━━ RECORDS FOR THE TASK ━━

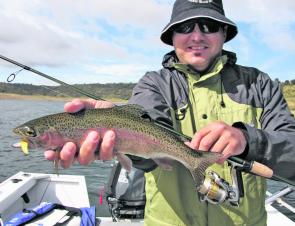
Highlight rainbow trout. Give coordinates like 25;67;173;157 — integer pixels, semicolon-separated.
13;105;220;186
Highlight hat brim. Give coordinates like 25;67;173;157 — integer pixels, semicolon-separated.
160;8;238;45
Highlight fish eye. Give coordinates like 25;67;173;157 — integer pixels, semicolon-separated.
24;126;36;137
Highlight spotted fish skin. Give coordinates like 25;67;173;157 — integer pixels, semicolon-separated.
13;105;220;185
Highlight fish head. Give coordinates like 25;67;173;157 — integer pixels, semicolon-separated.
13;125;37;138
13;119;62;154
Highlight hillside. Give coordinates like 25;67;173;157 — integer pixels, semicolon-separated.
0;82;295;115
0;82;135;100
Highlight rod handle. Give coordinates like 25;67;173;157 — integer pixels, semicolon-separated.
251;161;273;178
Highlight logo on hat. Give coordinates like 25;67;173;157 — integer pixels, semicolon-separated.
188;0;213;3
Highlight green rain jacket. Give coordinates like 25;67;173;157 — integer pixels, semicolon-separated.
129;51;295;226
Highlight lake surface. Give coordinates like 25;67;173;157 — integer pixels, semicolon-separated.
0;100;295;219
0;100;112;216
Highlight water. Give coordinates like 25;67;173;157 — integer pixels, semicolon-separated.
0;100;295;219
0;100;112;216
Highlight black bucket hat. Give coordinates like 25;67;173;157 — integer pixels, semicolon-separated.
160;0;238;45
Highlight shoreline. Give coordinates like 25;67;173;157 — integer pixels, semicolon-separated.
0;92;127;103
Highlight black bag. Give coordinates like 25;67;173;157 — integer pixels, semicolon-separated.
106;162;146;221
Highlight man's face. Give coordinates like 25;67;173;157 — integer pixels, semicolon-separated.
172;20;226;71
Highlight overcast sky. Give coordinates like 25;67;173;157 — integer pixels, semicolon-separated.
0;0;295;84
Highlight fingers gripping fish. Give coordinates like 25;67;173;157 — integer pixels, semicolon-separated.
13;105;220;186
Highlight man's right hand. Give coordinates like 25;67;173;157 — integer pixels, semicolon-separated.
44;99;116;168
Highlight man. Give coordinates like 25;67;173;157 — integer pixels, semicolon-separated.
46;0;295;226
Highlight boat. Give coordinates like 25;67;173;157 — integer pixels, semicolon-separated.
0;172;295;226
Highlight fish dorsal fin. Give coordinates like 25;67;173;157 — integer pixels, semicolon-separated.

━━━

Rewrite every line of the records above as a JSON array of strings, one string per line, skipping blank lines. Omit the pictures.

-- FINAL RESULT --
[
  "Highlight rainbow trout. Give coordinates like 25;67;173;157 — integer pixels, semicolon-separated.",
  "13;105;220;186",
  "Highlight hat brim. Give coordinates like 25;67;173;157 — integer pixels, semicolon-separated.",
  "160;8;238;45",
  "Highlight fish eye. Give coordinates like 25;67;173;157 — integer pixels, semicolon-separated.",
  "24;126;36;137",
  "Highlight spotted fish skin. Give coordinates like 25;67;173;157 — integer pixels, semicolon-separated.",
  "13;105;220;185",
  "Highlight fish head. Give coordinates like 25;67;173;157 — integer pixels, semicolon-separated.",
  "13;125;37;138",
  "13;119;62;154",
  "Highlight hillside. Give coordinates like 25;67;173;157 — integer pixels, semicolon-separated.",
  "0;82;295;115",
  "0;82;135;100",
  "Highlight rod handle. Give coordinates like 25;67;173;157 — integer pixels, semicolon-separated.",
  "251;161;273;178",
  "Highlight logo on hat. Give coordinates like 25;67;173;157 — integer pixels, semicolon-separated.",
  "188;0;213;3",
  "Highlight green rain jacket. Give coordinates like 25;67;173;157 — integer pixels, semicolon-separated.",
  "129;51;295;226",
  "Highlight lake surface. Give coordinates like 25;67;173;157 — integer pixels, semicolon-separated.",
  "0;100;295;219",
  "0;100;112;216",
  "Highlight water. Give coordinates like 25;67;173;157 — integer pixels, semicolon-separated.",
  "0;100;295;219",
  "0;100;112;216",
  "Highlight black bucket hat. Give coordinates like 25;67;173;157 — integer pixels, semicolon-separated.",
  "160;0;238;45",
  "Highlight shoreline. Give coordinates like 25;67;173;157 — integer pixels, semicolon-separated.",
  "0;92;127;103",
  "Highlight black bag. Give coordinates like 25;67;173;157 — integer pixels, semicolon-separated.",
  "106;162;146;221",
  "Highlight man's face. Give coordinates like 25;67;173;157 — integer pixels, semicolon-separated.",
  "172;20;226;71",
  "Highlight overcast sky. Give coordinates like 25;67;173;157 — integer pixels, semicolon-separated.",
  "0;0;295;84",
  "Highlight fingers gripping fish. Give coordinates like 25;67;173;157 — integer pixels, semicolon-separated.",
  "13;105;220;186",
  "Highlight man's right hand. Give coordinates like 25;67;173;157 — integer pixels, semicolon-separated.",
  "44;99;116;168",
  "Highlight man. Give coordinates like 25;67;173;157 — integer pixels, semicolon-separated.",
  "46;0;295;226",
  "Highlight boat. Give coordinates like 25;67;173;157 — integer pixels, semicolon-separated.",
  "0;172;295;226",
  "Highlight fish dorsal fin. Give coordinates like 25;67;173;157 — integer pixels, semicolon-separated."
]